On peut appeler ceci le désenchantement du monde mais ce serait manquer l’essentiel. Il ne s’agit évidemment pas de dire que le déploiement de l’homme dans le monde se paya de l’éviction des dieux, encore moins d’affirmer que celle-ci eut lieu pour que celle-là fût possible : ce serait absurde et de toute façon invérifiable. Mais on peut au moins affirmer que le monde est trop petit pour contenir à la fois les hommes et les dieux.

De la soumission à la négation

Il est de notoriété que la morale antique, trop consciente de la faiblesse de l’homme face à l’immensité du monde préconise plutôt de s’y soumettre. Plutôt changer ses désirs que l’ordre du monde, énonce encore Descartes en guise de morale provisoire, avant de tout bousculer par un désormais possible devenir comme maître et possesseur de la nature que rendraient possible méthode et science. La morale, au fond, ne semble d’abord être que l’état des mœurs, paraît ne se résumer qu’à la tradition transmise à quoi il faudrait se conformer. Cujus regio ejus religio, à chaque territoire, sa loi, ses mythes, ses mœurs à quoi il est bienséant d’obéir. Du Rendre à César ce qui est à César, au se conformer aux lois de son pays dit Descartes tout semble se passer comme si moralité se conjuguait nécessairement à soumission et que ce fût la tradition ou, à défaut, l’avis des sages, qui dût résoudre la question morale c'est-à-dire l’incertitude où je pourrais être.

On peut évidemment y lire la propension conservatrice de toute morale ainsi que sa réticence à toute innovation où il n’est alors pas difficile à l’instar de Nietzsche de lire soit l’abêtissement de toute morale soit sa servilité :

Les mœurs représentent l’expérience acquise par l’humanité antérieure sur ce qu’elle estimait utile ou nuisible – mais le sentiment des mœurs (moralité) ne se rapporte pas à cette expérience en tant que telle, mais à l’antiquité, la sainteté et l’indiscutabilité des mœurs. Ainsi, ce sentiment s’oppose à la naissance de meurs nouvelles et meilleures : elle abêtit.
◇ ◇ ◇
▶ _Travail à faire_:
#1 D'après le texte à lire, que préconise la morale antique face à l'immensité du monde ?
#2 Résumez le texte à lire en deux phrases, s'il vous plaît.
◇ ◇ ◇
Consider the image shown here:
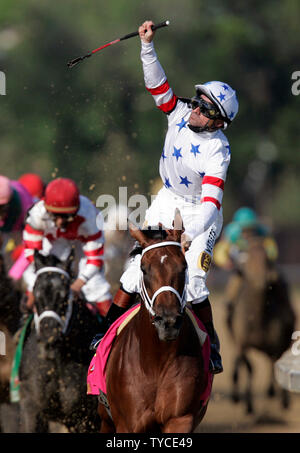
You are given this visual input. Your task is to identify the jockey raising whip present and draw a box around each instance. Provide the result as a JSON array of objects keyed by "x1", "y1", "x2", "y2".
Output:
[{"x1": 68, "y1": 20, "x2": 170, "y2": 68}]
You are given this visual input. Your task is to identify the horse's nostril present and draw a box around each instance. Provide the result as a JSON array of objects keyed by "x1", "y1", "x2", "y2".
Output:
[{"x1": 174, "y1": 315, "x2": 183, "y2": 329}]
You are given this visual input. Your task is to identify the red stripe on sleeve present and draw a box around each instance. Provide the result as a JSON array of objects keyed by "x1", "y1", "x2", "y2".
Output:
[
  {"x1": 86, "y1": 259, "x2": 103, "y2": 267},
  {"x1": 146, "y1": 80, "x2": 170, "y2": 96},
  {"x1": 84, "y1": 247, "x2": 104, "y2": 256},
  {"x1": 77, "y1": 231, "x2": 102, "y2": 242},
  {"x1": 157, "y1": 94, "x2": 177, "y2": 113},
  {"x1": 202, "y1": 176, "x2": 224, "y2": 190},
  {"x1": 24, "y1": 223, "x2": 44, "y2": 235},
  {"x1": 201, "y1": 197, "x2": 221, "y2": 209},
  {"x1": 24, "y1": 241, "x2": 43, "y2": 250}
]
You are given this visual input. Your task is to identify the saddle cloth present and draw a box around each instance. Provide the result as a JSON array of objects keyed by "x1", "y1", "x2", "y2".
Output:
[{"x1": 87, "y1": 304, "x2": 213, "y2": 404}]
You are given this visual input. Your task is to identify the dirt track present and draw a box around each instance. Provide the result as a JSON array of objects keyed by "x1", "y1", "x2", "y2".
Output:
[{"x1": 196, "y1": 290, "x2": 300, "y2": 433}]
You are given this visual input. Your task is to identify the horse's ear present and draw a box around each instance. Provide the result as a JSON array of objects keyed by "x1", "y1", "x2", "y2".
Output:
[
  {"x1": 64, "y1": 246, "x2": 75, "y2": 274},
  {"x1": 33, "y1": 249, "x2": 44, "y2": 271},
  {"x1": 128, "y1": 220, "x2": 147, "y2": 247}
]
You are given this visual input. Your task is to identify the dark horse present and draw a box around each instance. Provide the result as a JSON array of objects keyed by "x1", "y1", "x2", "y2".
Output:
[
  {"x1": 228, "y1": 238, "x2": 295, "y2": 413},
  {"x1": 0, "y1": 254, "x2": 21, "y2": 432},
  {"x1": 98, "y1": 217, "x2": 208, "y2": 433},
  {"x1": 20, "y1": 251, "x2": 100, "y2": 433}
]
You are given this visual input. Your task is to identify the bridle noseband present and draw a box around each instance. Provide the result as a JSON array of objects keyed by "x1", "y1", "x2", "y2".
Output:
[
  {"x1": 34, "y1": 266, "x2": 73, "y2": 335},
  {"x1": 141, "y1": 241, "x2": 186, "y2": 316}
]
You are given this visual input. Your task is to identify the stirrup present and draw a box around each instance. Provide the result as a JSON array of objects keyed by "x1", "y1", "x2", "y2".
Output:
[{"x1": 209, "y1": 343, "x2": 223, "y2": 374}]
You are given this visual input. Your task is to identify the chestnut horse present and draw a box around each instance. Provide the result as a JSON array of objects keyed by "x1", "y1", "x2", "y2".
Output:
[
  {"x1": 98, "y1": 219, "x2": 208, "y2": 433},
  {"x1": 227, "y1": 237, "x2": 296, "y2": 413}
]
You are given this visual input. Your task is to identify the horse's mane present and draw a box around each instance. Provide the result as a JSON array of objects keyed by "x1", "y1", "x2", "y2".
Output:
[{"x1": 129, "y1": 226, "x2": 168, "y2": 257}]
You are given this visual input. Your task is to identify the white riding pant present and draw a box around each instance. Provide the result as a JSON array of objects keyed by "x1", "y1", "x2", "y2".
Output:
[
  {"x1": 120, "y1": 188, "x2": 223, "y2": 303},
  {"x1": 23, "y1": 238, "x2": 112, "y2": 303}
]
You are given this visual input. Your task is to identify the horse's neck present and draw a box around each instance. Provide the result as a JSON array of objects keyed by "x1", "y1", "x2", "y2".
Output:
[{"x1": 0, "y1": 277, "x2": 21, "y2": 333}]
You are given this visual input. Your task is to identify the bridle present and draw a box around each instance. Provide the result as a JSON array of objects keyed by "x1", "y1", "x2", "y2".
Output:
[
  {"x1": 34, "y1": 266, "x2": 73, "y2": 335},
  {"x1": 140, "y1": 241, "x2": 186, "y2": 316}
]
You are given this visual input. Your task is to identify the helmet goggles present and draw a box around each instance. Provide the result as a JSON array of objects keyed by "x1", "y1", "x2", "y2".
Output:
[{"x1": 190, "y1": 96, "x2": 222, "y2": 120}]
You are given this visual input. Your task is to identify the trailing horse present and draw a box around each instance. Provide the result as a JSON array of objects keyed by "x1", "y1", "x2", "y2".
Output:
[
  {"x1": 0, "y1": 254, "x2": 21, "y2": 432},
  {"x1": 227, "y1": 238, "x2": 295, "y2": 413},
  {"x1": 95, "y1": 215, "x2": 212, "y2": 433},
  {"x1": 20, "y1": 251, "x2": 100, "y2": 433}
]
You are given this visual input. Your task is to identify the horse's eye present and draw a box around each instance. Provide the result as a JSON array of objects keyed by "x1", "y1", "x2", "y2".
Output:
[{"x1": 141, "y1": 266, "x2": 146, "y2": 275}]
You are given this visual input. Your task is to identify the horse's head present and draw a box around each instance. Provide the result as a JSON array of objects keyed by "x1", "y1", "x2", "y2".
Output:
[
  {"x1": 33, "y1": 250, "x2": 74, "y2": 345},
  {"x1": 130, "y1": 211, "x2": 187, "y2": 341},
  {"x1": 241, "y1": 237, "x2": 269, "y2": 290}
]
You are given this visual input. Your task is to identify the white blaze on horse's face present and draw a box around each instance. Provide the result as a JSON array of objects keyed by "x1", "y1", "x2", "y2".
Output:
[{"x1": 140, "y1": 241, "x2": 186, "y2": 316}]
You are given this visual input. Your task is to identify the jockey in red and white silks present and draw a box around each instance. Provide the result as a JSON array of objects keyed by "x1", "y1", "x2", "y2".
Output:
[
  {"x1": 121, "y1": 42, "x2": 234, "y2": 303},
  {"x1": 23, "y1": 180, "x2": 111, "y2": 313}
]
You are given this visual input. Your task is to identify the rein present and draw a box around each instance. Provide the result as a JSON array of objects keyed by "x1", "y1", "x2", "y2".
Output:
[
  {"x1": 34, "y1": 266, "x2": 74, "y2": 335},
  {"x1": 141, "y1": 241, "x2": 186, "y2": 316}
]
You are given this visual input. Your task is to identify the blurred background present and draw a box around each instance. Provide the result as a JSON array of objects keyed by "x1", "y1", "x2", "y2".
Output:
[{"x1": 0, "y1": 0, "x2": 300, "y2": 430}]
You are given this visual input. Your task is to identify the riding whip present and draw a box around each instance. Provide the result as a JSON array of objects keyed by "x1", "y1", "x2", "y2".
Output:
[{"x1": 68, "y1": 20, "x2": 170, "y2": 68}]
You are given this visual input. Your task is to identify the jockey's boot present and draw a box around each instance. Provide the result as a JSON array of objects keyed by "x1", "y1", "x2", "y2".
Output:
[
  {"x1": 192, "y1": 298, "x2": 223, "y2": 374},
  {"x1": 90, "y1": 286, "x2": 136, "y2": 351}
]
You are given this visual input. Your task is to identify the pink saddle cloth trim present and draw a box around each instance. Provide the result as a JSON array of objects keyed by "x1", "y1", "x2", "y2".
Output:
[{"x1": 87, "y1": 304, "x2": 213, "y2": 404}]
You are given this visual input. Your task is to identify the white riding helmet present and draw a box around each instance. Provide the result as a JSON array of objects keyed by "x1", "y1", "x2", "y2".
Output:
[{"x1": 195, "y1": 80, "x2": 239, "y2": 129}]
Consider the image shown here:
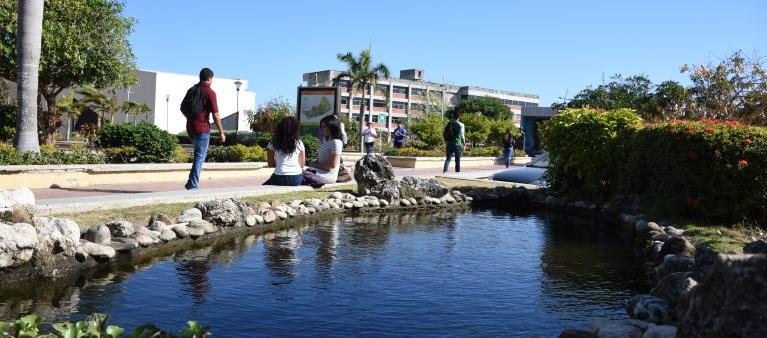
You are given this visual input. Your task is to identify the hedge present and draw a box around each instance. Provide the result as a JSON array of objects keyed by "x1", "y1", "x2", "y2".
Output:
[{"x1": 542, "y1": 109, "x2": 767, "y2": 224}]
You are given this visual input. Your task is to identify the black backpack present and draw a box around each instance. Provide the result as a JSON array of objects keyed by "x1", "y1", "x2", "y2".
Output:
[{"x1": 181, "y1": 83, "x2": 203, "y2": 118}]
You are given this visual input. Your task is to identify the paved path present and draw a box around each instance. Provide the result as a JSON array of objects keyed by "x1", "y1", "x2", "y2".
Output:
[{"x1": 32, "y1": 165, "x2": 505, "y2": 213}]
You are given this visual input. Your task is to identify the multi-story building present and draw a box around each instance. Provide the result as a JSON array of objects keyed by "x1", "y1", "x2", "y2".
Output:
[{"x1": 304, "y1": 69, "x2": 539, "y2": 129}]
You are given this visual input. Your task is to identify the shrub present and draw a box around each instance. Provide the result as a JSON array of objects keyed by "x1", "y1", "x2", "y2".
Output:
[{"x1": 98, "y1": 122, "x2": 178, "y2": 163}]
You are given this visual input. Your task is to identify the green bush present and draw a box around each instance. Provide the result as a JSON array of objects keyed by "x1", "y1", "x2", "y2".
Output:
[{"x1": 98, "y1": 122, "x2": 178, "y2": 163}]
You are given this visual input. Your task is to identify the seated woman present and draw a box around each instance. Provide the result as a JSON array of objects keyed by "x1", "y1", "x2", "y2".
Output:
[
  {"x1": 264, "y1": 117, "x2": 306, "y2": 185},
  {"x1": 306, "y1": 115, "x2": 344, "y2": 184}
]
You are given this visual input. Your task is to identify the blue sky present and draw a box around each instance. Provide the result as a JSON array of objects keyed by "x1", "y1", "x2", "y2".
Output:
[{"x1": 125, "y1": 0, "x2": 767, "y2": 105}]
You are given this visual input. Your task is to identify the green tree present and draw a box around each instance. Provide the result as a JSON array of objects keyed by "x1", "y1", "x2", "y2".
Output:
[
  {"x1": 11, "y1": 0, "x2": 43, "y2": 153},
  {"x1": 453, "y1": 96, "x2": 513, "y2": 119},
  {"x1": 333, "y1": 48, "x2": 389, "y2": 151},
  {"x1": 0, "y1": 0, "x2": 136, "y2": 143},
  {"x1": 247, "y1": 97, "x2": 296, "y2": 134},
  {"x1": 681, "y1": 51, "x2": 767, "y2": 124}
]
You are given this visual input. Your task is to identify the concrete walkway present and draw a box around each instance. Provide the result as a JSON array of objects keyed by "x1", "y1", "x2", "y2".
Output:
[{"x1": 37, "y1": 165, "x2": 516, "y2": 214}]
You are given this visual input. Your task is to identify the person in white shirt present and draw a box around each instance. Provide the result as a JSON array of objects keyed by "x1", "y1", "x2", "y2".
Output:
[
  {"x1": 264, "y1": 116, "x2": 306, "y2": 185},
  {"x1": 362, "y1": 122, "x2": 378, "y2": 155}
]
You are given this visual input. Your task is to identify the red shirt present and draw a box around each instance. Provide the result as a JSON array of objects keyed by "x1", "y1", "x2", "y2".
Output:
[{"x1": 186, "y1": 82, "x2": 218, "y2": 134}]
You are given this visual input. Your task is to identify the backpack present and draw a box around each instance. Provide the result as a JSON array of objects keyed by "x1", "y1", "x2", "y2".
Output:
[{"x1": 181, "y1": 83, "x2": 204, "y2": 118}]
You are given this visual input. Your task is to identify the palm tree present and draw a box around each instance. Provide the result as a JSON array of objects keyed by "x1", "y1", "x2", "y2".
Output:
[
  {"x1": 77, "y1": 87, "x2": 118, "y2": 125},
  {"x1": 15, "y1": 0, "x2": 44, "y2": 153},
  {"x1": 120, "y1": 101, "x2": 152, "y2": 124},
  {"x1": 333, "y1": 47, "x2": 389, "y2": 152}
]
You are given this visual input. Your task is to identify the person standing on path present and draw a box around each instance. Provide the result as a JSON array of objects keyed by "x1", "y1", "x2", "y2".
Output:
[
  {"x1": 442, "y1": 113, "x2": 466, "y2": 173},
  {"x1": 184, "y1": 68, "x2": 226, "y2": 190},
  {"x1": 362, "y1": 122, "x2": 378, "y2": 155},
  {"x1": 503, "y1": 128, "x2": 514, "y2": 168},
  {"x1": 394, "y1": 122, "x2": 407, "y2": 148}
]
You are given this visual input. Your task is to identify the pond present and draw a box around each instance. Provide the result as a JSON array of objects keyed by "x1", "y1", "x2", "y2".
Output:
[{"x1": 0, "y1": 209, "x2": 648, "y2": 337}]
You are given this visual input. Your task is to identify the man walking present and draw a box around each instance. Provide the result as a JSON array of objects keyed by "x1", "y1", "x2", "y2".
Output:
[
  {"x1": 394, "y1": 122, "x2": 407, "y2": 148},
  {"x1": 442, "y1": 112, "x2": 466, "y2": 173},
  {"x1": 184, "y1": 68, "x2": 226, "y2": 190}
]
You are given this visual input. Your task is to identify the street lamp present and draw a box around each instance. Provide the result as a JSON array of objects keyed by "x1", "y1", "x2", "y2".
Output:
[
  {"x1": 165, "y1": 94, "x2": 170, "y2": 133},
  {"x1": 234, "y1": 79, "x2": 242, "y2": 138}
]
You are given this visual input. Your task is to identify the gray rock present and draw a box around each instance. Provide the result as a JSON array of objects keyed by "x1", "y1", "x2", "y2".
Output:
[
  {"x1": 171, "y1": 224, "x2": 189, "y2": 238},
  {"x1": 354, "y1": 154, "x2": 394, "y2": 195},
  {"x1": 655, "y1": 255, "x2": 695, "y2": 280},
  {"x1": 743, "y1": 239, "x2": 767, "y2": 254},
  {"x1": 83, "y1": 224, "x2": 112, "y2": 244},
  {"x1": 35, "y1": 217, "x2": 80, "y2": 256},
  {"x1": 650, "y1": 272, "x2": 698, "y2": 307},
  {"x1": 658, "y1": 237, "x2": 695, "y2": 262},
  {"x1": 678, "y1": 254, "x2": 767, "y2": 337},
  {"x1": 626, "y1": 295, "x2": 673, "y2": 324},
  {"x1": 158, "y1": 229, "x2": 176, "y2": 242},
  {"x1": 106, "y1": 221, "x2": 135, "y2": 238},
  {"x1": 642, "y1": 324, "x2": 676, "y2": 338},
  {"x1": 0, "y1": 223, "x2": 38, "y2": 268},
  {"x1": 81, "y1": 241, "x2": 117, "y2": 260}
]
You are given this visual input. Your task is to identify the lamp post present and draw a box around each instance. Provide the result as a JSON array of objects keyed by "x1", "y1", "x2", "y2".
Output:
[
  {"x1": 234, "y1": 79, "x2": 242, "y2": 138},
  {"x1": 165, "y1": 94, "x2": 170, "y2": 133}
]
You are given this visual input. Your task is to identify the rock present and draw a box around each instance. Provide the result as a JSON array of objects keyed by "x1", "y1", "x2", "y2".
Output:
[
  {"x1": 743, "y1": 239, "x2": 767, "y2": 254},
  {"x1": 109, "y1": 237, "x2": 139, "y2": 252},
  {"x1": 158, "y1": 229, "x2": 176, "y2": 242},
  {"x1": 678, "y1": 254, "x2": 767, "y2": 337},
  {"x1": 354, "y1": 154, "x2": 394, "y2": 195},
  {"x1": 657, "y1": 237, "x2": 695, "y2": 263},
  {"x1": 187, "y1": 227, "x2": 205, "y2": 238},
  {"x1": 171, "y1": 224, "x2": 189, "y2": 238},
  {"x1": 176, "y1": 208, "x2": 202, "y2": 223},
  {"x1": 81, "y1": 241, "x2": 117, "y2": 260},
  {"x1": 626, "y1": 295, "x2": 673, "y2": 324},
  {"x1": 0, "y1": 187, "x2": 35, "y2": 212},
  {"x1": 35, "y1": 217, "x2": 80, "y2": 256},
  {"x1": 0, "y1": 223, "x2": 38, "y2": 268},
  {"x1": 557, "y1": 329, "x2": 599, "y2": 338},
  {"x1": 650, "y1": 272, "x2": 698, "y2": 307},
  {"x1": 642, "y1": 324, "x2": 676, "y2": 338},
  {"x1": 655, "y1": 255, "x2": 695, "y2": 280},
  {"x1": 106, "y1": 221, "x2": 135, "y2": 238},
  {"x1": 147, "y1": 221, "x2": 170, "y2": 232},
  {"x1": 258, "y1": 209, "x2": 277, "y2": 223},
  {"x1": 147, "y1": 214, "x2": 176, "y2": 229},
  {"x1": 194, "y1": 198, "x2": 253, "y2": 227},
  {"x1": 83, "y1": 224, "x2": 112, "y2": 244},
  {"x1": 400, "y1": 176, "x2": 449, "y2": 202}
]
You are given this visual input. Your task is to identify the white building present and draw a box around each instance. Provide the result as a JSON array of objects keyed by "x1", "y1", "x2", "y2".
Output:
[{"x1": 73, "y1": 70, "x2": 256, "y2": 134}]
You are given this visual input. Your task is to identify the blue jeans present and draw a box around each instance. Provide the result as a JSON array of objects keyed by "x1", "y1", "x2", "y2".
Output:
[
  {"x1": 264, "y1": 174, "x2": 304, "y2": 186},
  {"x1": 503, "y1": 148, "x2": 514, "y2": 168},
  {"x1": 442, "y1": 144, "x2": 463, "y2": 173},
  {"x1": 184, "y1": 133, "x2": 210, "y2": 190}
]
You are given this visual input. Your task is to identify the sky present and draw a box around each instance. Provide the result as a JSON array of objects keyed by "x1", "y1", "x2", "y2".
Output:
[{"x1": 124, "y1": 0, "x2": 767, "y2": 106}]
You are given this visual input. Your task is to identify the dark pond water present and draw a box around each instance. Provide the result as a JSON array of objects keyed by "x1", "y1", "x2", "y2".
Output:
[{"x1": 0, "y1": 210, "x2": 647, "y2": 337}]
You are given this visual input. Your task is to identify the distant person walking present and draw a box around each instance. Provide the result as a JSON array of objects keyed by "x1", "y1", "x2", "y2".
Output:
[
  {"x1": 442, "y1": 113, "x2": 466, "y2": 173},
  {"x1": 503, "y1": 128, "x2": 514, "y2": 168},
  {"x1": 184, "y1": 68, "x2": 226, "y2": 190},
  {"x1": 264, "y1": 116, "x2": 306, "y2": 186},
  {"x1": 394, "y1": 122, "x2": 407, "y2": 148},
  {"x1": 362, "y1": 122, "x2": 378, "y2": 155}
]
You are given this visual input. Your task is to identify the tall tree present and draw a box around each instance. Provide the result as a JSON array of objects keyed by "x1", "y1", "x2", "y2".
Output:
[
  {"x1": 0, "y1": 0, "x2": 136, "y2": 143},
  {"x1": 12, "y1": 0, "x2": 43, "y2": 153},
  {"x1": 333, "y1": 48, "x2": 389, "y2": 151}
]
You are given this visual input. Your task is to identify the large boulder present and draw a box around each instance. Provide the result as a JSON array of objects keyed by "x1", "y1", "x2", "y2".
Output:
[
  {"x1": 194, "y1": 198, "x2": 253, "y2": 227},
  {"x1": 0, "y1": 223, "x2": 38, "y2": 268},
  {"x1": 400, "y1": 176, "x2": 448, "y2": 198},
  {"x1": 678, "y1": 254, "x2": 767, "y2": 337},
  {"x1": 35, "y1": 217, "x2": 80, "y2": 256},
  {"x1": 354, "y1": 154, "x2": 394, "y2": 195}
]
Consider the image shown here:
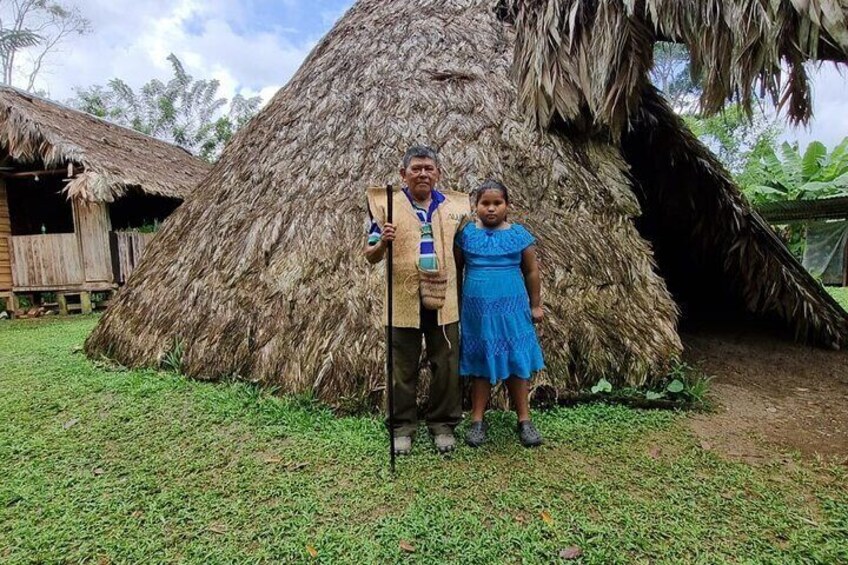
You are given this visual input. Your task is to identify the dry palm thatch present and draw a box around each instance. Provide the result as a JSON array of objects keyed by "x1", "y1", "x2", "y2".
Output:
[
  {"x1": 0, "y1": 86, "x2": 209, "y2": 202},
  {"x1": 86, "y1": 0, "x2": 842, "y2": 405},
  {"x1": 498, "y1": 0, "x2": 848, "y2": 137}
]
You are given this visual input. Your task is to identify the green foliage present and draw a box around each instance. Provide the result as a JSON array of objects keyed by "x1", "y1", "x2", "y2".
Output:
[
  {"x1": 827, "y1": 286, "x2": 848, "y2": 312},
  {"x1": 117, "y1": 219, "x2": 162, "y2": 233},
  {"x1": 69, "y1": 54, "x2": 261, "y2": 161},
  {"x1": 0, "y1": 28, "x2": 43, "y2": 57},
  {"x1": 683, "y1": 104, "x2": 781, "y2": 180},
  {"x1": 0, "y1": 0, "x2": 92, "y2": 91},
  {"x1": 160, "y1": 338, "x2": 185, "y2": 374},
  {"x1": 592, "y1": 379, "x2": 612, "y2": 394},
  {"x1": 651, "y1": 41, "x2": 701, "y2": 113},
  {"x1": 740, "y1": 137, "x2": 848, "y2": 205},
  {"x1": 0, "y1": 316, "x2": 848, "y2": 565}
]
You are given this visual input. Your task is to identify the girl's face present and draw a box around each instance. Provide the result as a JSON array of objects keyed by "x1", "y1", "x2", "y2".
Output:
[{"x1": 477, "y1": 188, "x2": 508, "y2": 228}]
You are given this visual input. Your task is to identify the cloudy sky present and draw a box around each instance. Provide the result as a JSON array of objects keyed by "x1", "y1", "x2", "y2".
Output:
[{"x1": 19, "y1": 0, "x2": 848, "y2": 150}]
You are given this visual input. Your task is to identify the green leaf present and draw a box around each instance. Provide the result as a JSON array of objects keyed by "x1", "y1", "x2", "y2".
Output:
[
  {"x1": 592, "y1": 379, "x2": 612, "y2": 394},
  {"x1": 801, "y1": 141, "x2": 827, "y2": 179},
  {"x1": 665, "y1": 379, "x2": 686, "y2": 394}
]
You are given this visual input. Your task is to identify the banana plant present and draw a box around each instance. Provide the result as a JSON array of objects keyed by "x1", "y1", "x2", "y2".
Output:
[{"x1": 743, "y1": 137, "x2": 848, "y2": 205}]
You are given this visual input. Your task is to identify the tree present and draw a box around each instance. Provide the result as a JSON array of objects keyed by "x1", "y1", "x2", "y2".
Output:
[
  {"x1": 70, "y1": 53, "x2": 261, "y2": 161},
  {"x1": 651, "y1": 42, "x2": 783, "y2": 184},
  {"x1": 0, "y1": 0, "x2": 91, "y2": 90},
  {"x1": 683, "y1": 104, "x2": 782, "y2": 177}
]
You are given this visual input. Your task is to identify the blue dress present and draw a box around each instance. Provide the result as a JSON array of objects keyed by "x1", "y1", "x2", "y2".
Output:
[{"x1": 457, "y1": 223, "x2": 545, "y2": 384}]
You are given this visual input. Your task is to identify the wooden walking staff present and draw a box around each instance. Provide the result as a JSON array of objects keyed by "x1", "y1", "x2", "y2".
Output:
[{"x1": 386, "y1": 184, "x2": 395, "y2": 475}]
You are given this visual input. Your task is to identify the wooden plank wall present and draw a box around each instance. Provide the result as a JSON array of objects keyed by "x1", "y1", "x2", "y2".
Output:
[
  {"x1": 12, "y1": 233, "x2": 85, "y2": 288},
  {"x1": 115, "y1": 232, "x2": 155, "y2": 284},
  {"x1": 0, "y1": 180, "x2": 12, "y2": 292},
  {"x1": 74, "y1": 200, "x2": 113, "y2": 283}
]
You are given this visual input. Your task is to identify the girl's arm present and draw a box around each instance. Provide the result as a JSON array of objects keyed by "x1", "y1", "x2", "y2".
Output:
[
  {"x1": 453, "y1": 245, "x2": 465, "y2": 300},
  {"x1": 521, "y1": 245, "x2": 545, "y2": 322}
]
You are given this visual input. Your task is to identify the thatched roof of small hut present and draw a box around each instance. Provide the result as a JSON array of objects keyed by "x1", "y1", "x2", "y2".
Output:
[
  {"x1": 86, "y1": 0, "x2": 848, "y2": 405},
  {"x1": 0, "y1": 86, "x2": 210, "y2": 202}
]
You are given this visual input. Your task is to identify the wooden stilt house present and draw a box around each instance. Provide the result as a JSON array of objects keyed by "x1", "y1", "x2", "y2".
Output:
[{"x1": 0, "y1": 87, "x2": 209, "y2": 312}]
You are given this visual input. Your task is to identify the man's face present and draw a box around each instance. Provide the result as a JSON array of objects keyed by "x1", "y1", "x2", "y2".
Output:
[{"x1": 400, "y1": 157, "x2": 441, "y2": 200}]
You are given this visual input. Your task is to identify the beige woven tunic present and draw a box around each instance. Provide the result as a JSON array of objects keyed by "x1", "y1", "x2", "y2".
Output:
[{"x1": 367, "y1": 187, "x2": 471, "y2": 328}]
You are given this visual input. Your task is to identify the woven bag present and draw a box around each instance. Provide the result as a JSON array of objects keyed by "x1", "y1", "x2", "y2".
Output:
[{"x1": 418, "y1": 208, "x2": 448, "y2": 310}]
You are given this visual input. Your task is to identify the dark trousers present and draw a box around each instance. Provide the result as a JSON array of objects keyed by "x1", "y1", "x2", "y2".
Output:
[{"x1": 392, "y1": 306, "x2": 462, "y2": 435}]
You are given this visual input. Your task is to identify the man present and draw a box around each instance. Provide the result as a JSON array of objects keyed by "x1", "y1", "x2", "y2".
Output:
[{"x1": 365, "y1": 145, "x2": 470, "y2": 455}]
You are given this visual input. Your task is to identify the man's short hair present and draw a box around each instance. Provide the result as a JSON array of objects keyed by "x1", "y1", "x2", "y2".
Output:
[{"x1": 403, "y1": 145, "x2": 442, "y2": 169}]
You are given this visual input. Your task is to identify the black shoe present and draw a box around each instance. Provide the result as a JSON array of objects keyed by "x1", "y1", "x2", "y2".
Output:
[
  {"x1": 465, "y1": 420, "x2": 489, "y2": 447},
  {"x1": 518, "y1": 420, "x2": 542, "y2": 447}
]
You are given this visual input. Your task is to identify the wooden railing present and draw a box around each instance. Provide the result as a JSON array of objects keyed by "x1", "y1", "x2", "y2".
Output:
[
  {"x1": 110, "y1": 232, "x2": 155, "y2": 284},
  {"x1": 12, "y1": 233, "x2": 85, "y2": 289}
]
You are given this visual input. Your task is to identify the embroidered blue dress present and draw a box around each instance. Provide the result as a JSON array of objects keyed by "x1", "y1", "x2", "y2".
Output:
◇ ◇ ◇
▶ _Corrigé_:
#1 Elle préconise plutôt de s'y soumettre.

#2 Le monde est trop petit pour contenir à la fois les hommes et les dieux, et la morale antique, consciente de la faiblesse de l'homme, préconise de se soumettre à l'ordre du monde, ce que Descartes reprend encore dans sa morale provisoire. La morale semble ainsi se confondre avec la tradition et la soumission, ce qui permet d'y lire, à l'instar de Nietzsche, un sentiment qui s'oppose à la naissance de mœurs nouvelles et abêtit.